## Entries provided
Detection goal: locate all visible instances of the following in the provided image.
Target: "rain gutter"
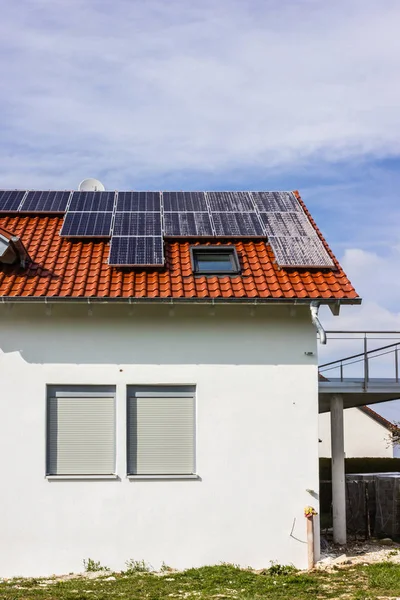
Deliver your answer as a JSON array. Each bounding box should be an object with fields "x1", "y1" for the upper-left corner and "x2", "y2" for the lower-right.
[{"x1": 0, "y1": 297, "x2": 362, "y2": 306}]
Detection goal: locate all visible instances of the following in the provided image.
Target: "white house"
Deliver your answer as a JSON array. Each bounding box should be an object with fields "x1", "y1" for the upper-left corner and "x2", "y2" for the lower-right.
[
  {"x1": 319, "y1": 406, "x2": 397, "y2": 458},
  {"x1": 0, "y1": 189, "x2": 360, "y2": 576}
]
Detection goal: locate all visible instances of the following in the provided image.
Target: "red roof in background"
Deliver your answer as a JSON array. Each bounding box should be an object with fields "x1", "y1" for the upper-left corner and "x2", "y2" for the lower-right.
[
  {"x1": 0, "y1": 191, "x2": 360, "y2": 302},
  {"x1": 359, "y1": 406, "x2": 397, "y2": 431}
]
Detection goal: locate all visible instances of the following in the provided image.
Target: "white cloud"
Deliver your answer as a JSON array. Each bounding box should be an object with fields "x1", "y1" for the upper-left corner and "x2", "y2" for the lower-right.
[
  {"x1": 0, "y1": 0, "x2": 400, "y2": 187},
  {"x1": 319, "y1": 246, "x2": 400, "y2": 371},
  {"x1": 341, "y1": 248, "x2": 400, "y2": 311}
]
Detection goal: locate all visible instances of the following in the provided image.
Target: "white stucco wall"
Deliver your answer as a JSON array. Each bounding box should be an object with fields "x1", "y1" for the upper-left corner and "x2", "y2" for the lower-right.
[
  {"x1": 0, "y1": 303, "x2": 319, "y2": 576},
  {"x1": 319, "y1": 408, "x2": 394, "y2": 458}
]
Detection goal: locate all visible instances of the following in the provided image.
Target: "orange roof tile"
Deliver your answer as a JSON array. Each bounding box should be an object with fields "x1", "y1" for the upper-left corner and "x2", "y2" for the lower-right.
[{"x1": 0, "y1": 193, "x2": 360, "y2": 303}]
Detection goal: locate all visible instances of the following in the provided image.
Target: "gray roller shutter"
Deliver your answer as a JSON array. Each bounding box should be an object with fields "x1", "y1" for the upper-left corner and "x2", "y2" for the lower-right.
[
  {"x1": 128, "y1": 390, "x2": 195, "y2": 475},
  {"x1": 47, "y1": 394, "x2": 115, "y2": 475}
]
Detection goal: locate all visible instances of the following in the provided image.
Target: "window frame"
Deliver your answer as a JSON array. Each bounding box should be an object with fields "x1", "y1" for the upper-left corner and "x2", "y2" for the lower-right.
[
  {"x1": 190, "y1": 245, "x2": 241, "y2": 275},
  {"x1": 126, "y1": 385, "x2": 197, "y2": 479},
  {"x1": 45, "y1": 385, "x2": 117, "y2": 480}
]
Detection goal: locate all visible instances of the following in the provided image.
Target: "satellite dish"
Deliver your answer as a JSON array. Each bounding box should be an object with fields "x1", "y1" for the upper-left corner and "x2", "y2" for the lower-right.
[{"x1": 78, "y1": 178, "x2": 105, "y2": 192}]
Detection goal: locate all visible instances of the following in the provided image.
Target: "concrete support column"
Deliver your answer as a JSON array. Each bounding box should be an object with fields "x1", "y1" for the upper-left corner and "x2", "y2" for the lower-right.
[{"x1": 330, "y1": 394, "x2": 346, "y2": 545}]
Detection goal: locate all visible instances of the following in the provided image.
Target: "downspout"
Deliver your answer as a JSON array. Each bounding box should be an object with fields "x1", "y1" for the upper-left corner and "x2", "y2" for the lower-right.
[{"x1": 310, "y1": 301, "x2": 327, "y2": 345}]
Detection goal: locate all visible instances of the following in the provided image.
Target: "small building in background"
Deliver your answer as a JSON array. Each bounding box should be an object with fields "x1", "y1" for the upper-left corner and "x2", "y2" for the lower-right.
[{"x1": 319, "y1": 405, "x2": 399, "y2": 458}]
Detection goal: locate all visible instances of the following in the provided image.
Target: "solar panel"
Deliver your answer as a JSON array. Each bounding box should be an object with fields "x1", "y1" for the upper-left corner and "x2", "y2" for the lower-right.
[
  {"x1": 162, "y1": 192, "x2": 208, "y2": 212},
  {"x1": 60, "y1": 212, "x2": 113, "y2": 237},
  {"x1": 68, "y1": 191, "x2": 115, "y2": 212},
  {"x1": 108, "y1": 236, "x2": 164, "y2": 266},
  {"x1": 260, "y1": 211, "x2": 315, "y2": 238},
  {"x1": 0, "y1": 190, "x2": 26, "y2": 212},
  {"x1": 116, "y1": 192, "x2": 161, "y2": 212},
  {"x1": 20, "y1": 191, "x2": 71, "y2": 213},
  {"x1": 212, "y1": 212, "x2": 265, "y2": 237},
  {"x1": 207, "y1": 192, "x2": 255, "y2": 213},
  {"x1": 113, "y1": 212, "x2": 162, "y2": 236},
  {"x1": 251, "y1": 191, "x2": 300, "y2": 213},
  {"x1": 0, "y1": 185, "x2": 336, "y2": 270},
  {"x1": 268, "y1": 236, "x2": 335, "y2": 268},
  {"x1": 164, "y1": 212, "x2": 214, "y2": 237}
]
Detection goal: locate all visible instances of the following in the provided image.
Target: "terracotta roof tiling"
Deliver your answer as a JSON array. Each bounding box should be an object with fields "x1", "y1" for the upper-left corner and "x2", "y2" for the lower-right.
[
  {"x1": 0, "y1": 191, "x2": 360, "y2": 302},
  {"x1": 358, "y1": 406, "x2": 398, "y2": 432}
]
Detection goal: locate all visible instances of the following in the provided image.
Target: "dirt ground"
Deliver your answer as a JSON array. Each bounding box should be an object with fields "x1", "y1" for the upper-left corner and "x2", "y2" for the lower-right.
[{"x1": 317, "y1": 538, "x2": 400, "y2": 570}]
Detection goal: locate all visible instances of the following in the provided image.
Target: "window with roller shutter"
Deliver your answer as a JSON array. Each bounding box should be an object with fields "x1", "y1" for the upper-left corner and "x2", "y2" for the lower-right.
[
  {"x1": 127, "y1": 386, "x2": 196, "y2": 476},
  {"x1": 46, "y1": 386, "x2": 116, "y2": 476}
]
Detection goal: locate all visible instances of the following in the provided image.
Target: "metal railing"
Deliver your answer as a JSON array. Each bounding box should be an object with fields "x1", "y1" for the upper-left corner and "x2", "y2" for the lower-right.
[{"x1": 319, "y1": 331, "x2": 400, "y2": 391}]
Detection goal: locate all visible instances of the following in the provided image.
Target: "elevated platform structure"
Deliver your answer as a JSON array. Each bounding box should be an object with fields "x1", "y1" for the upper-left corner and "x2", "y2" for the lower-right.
[
  {"x1": 319, "y1": 338, "x2": 400, "y2": 412},
  {"x1": 318, "y1": 332, "x2": 400, "y2": 548}
]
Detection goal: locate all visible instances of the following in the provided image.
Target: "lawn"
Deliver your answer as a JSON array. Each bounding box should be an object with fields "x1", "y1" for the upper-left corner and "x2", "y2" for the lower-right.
[{"x1": 1, "y1": 562, "x2": 400, "y2": 599}]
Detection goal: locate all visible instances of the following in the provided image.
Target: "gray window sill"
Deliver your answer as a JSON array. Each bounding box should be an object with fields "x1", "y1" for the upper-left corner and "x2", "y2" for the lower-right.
[
  {"x1": 46, "y1": 475, "x2": 119, "y2": 481},
  {"x1": 128, "y1": 474, "x2": 200, "y2": 480}
]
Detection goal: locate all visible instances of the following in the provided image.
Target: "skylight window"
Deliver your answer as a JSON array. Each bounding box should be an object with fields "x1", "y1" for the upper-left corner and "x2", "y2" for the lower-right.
[{"x1": 190, "y1": 246, "x2": 241, "y2": 275}]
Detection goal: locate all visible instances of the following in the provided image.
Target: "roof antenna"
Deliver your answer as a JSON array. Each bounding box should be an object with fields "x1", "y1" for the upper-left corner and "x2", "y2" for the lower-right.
[{"x1": 78, "y1": 178, "x2": 105, "y2": 192}]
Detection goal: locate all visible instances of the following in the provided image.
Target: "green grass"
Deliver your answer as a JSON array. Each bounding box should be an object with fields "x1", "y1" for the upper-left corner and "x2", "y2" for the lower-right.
[
  {"x1": 83, "y1": 558, "x2": 110, "y2": 572},
  {"x1": 1, "y1": 562, "x2": 400, "y2": 599}
]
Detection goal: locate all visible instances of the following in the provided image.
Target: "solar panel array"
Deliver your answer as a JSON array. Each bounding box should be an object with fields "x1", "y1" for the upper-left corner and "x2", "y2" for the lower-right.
[
  {"x1": 21, "y1": 191, "x2": 71, "y2": 213},
  {"x1": 252, "y1": 192, "x2": 333, "y2": 268},
  {"x1": 110, "y1": 191, "x2": 164, "y2": 266},
  {"x1": 58, "y1": 191, "x2": 115, "y2": 238},
  {"x1": 0, "y1": 190, "x2": 27, "y2": 211},
  {"x1": 61, "y1": 212, "x2": 113, "y2": 238},
  {"x1": 0, "y1": 189, "x2": 335, "y2": 269},
  {"x1": 68, "y1": 191, "x2": 115, "y2": 212}
]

## Exercise goal
Lines of the listing above that hold the string "panel" should each be copied.

## Exercise answer
Target: "solar panel"
Target: "solar panel array"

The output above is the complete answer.